Written exercise: Extend the post about the continuous map of Hausdorff spaces that restricts to a homeomorphism on a compact subset, starting after its last sentence.

# Continuous map of Hausdorff space

Let $$f: X\rightarrow Y$$ be a continuous map of Hausdorff space and $$K\subseteq X$$ be a compact subset. Suppose that
$$(a)$$ $$f|_K: K\rightarrow f(K)$$ be a homeomorphism, and
$$(b)$$ for every $$x\in K$$ there exists open neighborhood $$U_x$$ of $$x$$ and $$V_x$$ of $$f(x)$$ such that $$f$$ stricts to a homeomorphism $$U_x\rightarrow V_x$$ given by $$x\mapsto f(x)$$ i.e. $$V_x=f(U_x)$$.

Then I want to prove that there exists an open subset $$U\subseteq X$$ containing $$K$$ and an open subset $$V\subseteq Y$$, such that $$f$$ restricts to a homeomorphism $$U\rightarrow V$$ given by $$x\mapsto f(x)$$.

I have no idea how to construct this open set, maybe it should be the intersection of the open neighborhood of $$x\in K$$? But I think it is not necessary to keep it open. Can someone help me?

Record extracts:
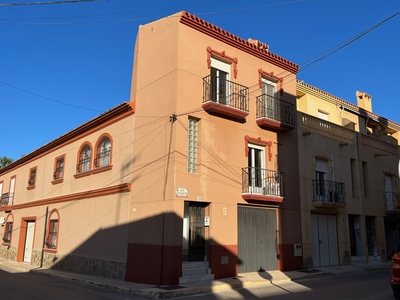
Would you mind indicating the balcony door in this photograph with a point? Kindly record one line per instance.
(256, 164)
(321, 171)
(270, 105)
(220, 75)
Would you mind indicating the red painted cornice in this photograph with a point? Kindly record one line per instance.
(235, 41)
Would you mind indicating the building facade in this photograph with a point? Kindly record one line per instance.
(349, 159)
(220, 163)
(66, 204)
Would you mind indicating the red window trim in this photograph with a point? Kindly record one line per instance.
(260, 142)
(222, 56)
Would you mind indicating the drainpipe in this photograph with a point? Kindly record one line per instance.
(44, 236)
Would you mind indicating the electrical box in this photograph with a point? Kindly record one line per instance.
(298, 250)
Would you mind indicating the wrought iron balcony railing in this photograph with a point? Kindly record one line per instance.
(275, 109)
(262, 182)
(392, 200)
(328, 192)
(7, 199)
(225, 92)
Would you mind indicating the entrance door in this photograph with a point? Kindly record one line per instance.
(325, 246)
(30, 230)
(257, 239)
(194, 232)
(355, 235)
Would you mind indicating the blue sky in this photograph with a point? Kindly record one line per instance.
(61, 65)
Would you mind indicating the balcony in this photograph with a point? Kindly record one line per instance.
(225, 98)
(274, 113)
(328, 193)
(392, 201)
(6, 199)
(262, 185)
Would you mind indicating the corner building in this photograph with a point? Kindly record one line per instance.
(208, 198)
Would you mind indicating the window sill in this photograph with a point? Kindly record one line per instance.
(49, 250)
(57, 181)
(82, 174)
(101, 169)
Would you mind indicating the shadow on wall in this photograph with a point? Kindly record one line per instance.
(153, 251)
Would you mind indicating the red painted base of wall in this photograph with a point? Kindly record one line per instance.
(223, 260)
(144, 264)
(287, 261)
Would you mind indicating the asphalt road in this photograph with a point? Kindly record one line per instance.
(366, 285)
(28, 286)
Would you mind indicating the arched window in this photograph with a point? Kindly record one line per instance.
(85, 156)
(52, 230)
(103, 152)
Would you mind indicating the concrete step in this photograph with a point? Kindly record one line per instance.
(196, 278)
(195, 271)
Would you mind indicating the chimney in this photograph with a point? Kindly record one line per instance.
(364, 101)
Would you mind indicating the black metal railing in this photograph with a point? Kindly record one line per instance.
(262, 182)
(276, 109)
(51, 241)
(6, 199)
(326, 191)
(392, 200)
(225, 92)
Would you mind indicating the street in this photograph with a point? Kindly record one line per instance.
(366, 285)
(361, 285)
(29, 286)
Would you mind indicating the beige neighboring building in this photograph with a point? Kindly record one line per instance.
(349, 179)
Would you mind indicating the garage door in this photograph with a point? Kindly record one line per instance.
(257, 239)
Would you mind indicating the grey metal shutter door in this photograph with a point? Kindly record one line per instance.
(257, 240)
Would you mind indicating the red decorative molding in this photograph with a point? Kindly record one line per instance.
(115, 189)
(270, 76)
(222, 56)
(260, 142)
(237, 42)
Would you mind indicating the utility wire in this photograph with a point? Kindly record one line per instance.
(48, 98)
(46, 2)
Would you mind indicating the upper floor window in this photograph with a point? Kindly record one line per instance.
(103, 152)
(85, 156)
(53, 230)
(59, 168)
(32, 177)
(220, 75)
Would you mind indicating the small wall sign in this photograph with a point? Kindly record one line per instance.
(182, 192)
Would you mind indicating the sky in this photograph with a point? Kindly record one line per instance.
(63, 64)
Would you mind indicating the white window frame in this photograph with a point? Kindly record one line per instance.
(225, 67)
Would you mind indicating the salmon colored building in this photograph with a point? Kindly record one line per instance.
(207, 172)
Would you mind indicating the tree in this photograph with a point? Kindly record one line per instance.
(5, 161)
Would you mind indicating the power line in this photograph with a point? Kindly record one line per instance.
(46, 2)
(48, 98)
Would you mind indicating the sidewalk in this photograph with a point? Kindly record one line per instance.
(244, 280)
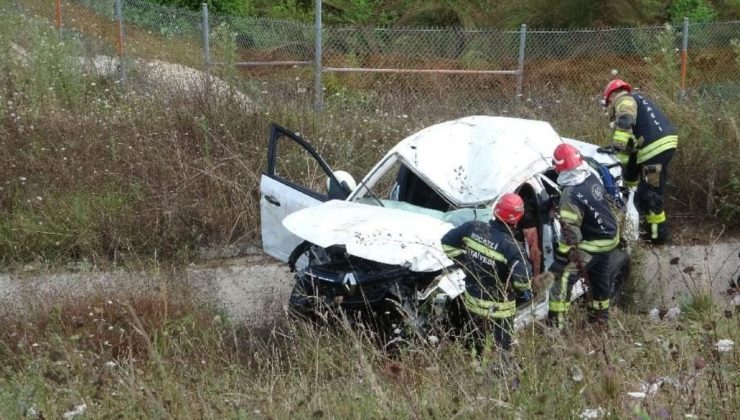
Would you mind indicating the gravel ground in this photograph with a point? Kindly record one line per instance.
(256, 287)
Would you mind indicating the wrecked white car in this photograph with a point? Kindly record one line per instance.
(375, 246)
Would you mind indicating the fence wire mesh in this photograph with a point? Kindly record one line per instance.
(271, 61)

Result for this exercise:
Then I tried like below: Since $$\{U_x|x\in K\}$$ is an open cover of $$K$$, then by compactness of $$K$$, it should have a finite subcover say $$\{U_{x_i}|i=1,...,n\}$$

Then define $$U=\bigcup_{i=1}^n U_{x_i}$$.
I can see that the restriction is continuous and surjective, but I can not show that it is also injective, and therefore the continuity of its inverse map.

• Arbitrary intersections of open sets need not be open... Jul 25, 2021 at 21:44
• @Henno Brandsma, yes I know this… so I don’t know how to construct the open set I need… Jul 25, 2021 at 22:14
• Is there a problem if we just take $U=\bigcup_{x \in K} U_x$? Try to find the potential obstruction... Jul 25, 2021 at 22:37
• @HennoBrandsma, I think the obstruction might be that, I can not prove it is a bijection between the $U=\bigcup_{x\in K}U_x$ and $V$... Jul 26, 2021 at 15:18

Under the additional assumption on $$Y$$ that for each nbhd of a point there exists a smaller nbhd whose closure is also contained in the first nbhd (this is sometimes called T3), I have a proof.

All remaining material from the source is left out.